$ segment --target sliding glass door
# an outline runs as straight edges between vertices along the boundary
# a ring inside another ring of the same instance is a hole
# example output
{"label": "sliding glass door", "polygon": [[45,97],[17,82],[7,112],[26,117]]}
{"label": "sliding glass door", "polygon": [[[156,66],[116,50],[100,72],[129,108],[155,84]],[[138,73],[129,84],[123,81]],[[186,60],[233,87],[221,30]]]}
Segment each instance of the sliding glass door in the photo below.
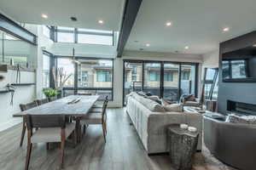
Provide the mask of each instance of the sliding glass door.
{"label": "sliding glass door", "polygon": [[143,90],[150,92],[153,95],[160,95],[160,63],[144,64]]}
{"label": "sliding glass door", "polygon": [[112,100],[113,61],[108,60],[79,60],[78,94],[108,95]]}
{"label": "sliding glass door", "polygon": [[126,105],[126,95],[132,91],[143,90],[143,63],[124,63],[124,103]]}
{"label": "sliding glass door", "polygon": [[169,101],[178,101],[179,98],[179,65],[164,64],[163,98]]}
{"label": "sliding glass door", "polygon": [[195,65],[181,65],[180,94],[195,94],[196,66]]}
{"label": "sliding glass door", "polygon": [[124,61],[124,105],[131,91],[150,92],[169,101],[197,96],[197,64],[166,61]]}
# # # # # # #
--- WRITTEN INSTRUCTION ---
Copy every line of the data above word for word, leaving out the pictures.

--- EXPECTED ANSWER ---
$ segment --target sliding glass door
# an outline runs as straight edges between vertices along the boundary
# a ring inside another ring of the same instance is a hole
# example output
{"label": "sliding glass door", "polygon": [[45,97],[17,82],[7,112],[26,117]]}
{"label": "sliding glass door", "polygon": [[[156,66],[116,50],[100,72],[129,108],[155,84]],[[138,73],[129,84],[123,81]],[[186,60],[233,87],[221,30]]]}
Segment each instance of the sliding glass door in the photo below.
Provide the mask of each instance of the sliding glass door.
{"label": "sliding glass door", "polygon": [[143,90],[150,92],[153,95],[160,95],[160,63],[144,64]]}
{"label": "sliding glass door", "polygon": [[112,100],[113,61],[108,60],[79,60],[78,94],[108,95]]}
{"label": "sliding glass door", "polygon": [[126,105],[126,95],[132,91],[143,90],[143,63],[124,63],[124,103]]}
{"label": "sliding glass door", "polygon": [[169,101],[178,101],[179,98],[179,65],[164,64],[163,98]]}
{"label": "sliding glass door", "polygon": [[195,65],[181,65],[180,94],[195,94],[196,66]]}
{"label": "sliding glass door", "polygon": [[124,61],[124,105],[131,91],[150,92],[169,101],[197,96],[197,64],[166,61]]}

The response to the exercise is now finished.